DIRECTIONS FOR THIS TASK:
Retype the data below, every word of it, exactly.

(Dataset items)
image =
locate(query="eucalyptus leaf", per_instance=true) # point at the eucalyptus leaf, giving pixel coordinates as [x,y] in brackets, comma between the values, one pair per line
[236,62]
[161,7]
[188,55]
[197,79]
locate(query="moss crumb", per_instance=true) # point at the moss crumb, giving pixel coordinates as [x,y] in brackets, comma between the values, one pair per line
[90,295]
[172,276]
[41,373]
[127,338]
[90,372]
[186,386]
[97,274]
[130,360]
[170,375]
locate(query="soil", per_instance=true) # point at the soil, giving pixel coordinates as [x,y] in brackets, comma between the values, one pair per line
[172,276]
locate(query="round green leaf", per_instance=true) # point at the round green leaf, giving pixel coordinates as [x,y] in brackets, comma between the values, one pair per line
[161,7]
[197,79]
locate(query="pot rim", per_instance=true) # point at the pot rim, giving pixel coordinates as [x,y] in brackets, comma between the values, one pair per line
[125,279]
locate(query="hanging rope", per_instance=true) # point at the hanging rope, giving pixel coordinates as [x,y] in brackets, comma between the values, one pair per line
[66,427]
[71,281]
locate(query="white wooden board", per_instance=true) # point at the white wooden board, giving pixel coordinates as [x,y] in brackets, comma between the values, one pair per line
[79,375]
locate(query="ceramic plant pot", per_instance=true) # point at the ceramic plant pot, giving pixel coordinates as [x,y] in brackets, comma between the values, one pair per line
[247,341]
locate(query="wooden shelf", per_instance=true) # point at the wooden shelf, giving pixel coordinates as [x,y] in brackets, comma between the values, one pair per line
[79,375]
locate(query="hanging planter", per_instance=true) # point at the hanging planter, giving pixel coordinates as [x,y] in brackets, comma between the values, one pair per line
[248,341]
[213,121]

WRITTEN SOLUTION:
image =
locate(query="eucalyptus leaf", per_instance=true) # point at the eucalyptus leaf, giving pixel coordinates as [x,y] in brackets, comma between the values, one pair per line
[236,62]
[161,7]
[188,55]
[197,79]
locate(query="moss crumb", per_instance=true) # point at the moss crumb, giving pixel coordinates as [x,y] in brackets, comma between the values, one pair per line
[90,295]
[172,276]
[41,373]
[127,338]
[90,372]
[186,386]
[97,274]
[130,360]
[170,375]
locate(query="soil", per_instance=true) # point at the soil, giving pixel coordinates as [x,y] in brackets, comma between the values, one pair per line
[172,276]
locate(query="round green leaf", per_instance=true) # point at the round green leaf, giving pixel coordinates as [x,y] in brackets, comma between the values, one pair per line
[161,7]
[197,79]
locate(query="pot rim", per_instance=true) # point at the pot rim, giving pixel coordinates as [x,y] in brackets, comma between the values, one pair per line
[125,279]
locate(query="hanging rope", per_instance=true) # point at the hanging rope, giving pixel coordinates as [x,y] in brackets, comma between the values, one pair per line
[66,427]
[71,281]
locate(query="white wooden board", per_instance=true) # point at the white wooden board, giving pixel coordinates as [x,y] in brackets, comma between the values, one pair per line
[79,375]
locate(query="ceramic plant pot", per_instance=true) # point at the ceramic plant pot, giving pixel coordinates as [x,y] in brackets, comma between the values, one pair per line
[247,341]
locate(query="wooden shelf", per_instance=true) # point at the wooden shelf, giving pixel coordinates as [x,y] in brackets, comma between the values, one pair per line
[79,375]
locate(query="hanging planter", per_instance=true) # point at the hanging planter, giving pixel coordinates as [x,y] in brackets, comma between the values, one pair per line
[248,341]
[213,121]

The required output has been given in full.